Named object pointing entries:
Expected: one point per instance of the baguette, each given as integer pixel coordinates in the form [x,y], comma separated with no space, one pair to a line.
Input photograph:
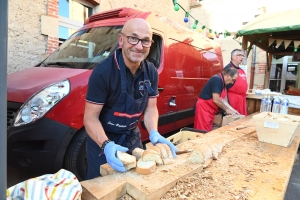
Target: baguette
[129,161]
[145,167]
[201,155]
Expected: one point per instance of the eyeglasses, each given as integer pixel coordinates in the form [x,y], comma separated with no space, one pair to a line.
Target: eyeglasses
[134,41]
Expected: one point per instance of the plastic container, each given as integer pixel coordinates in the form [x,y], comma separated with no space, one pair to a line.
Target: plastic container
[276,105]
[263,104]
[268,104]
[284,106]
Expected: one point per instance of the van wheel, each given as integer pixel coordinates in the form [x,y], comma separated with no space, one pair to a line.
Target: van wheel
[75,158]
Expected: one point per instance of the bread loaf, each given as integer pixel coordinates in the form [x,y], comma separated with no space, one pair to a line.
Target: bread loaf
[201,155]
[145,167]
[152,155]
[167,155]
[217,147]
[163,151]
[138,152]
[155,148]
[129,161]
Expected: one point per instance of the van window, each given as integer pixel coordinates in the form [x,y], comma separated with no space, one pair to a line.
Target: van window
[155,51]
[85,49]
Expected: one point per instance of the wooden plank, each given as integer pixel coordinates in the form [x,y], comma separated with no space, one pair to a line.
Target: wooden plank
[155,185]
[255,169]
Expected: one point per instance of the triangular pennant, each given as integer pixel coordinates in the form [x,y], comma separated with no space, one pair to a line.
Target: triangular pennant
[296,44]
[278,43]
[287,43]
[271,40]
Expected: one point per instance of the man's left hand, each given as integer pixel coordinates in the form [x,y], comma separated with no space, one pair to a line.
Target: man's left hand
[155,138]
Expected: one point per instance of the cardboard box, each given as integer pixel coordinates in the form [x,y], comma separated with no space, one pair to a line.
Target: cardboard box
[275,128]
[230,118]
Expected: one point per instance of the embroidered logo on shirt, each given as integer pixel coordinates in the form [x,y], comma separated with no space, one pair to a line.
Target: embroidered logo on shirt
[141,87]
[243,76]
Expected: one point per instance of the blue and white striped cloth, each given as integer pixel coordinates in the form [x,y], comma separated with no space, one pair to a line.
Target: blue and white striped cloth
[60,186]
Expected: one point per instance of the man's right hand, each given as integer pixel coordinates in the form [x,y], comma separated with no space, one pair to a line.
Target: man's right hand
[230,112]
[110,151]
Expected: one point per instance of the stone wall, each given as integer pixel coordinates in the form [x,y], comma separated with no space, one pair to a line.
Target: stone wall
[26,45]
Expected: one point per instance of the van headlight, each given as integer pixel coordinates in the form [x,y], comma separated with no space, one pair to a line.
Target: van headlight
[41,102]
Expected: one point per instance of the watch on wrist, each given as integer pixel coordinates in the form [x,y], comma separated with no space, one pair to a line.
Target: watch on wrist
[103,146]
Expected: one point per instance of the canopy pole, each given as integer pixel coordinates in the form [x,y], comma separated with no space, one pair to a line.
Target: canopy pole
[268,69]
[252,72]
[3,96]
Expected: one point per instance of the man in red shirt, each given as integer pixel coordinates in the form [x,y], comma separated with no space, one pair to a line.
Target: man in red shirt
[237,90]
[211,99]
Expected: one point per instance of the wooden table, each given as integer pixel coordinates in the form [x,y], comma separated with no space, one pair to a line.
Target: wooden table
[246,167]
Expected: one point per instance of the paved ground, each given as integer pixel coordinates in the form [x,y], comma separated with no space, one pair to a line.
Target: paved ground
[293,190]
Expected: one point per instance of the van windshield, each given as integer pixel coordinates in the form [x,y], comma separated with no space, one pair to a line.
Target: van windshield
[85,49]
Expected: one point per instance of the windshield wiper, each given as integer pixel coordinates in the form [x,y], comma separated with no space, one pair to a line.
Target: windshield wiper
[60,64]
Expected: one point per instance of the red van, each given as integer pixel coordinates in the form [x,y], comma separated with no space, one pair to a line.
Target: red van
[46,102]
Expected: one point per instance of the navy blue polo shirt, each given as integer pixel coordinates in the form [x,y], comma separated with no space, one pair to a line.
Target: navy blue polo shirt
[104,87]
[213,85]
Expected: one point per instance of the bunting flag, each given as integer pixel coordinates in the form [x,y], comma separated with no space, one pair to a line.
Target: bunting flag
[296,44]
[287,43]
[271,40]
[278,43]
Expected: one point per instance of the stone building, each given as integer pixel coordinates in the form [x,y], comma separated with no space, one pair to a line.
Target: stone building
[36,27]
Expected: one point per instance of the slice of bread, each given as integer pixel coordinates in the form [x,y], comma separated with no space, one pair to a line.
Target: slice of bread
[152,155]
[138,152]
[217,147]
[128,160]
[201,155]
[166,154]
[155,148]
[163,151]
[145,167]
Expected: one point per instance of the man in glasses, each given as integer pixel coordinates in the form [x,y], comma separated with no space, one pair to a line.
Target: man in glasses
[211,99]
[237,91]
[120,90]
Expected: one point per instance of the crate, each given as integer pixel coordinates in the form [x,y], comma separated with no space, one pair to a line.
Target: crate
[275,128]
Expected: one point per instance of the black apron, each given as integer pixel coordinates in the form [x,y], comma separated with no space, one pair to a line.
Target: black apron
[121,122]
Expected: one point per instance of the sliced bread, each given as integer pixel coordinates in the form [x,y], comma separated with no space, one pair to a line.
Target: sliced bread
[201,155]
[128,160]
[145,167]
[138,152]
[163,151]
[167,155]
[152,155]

==

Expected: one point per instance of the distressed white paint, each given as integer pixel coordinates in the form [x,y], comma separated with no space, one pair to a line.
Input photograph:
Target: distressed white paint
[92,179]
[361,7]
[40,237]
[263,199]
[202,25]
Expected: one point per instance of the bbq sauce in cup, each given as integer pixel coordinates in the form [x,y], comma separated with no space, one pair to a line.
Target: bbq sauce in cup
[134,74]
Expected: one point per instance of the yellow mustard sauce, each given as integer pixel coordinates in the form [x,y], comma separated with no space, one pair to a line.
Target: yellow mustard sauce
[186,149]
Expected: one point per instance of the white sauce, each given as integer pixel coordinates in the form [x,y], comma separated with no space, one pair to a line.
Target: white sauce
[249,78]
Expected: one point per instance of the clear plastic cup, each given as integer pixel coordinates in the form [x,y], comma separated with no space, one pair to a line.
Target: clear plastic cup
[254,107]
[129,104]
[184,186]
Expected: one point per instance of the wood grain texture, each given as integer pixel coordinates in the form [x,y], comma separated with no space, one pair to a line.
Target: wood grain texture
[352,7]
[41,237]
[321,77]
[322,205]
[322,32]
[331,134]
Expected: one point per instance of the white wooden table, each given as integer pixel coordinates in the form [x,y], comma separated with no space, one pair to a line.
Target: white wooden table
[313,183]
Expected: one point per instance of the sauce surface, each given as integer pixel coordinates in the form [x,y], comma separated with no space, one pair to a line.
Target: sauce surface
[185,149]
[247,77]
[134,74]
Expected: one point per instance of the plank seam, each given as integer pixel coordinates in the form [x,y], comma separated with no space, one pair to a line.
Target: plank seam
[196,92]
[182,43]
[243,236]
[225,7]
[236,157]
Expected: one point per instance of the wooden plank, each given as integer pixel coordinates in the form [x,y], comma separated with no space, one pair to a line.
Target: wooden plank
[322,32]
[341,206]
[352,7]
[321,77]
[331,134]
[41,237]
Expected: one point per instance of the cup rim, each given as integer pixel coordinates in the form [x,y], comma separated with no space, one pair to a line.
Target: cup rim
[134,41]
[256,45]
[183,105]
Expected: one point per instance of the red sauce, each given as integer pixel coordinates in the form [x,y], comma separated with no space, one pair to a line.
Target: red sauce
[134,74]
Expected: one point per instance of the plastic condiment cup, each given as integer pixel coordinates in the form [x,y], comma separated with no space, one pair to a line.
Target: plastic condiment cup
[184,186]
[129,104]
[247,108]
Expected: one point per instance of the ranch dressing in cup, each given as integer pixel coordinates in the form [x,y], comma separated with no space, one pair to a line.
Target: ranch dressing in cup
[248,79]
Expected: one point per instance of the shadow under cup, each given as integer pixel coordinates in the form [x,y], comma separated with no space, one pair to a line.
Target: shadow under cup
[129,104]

==

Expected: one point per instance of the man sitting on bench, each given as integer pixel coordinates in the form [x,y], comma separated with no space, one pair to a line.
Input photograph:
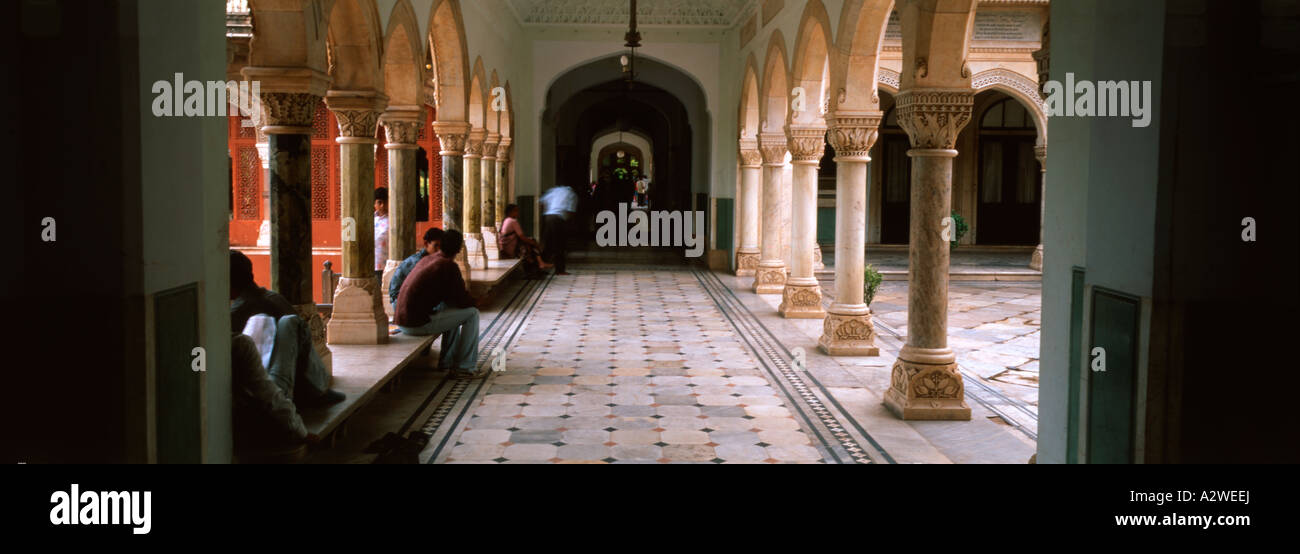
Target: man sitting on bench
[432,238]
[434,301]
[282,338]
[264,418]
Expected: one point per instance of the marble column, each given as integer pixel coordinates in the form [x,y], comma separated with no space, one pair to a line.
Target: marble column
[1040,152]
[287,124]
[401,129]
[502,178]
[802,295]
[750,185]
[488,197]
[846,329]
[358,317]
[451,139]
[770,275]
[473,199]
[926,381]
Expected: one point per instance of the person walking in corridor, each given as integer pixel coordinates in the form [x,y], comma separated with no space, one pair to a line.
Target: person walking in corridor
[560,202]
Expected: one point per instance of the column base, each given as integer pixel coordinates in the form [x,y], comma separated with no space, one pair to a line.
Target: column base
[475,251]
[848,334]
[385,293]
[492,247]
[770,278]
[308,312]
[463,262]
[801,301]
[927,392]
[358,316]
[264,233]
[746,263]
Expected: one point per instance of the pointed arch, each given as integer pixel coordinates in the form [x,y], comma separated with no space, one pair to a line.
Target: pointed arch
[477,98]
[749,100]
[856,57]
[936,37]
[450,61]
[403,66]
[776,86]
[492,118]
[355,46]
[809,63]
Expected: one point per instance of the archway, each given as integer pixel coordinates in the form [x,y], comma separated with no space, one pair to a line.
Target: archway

== Task details ==
Count the lines above that contain the string "cardboard", and give only that number.

== Response to the task ==
2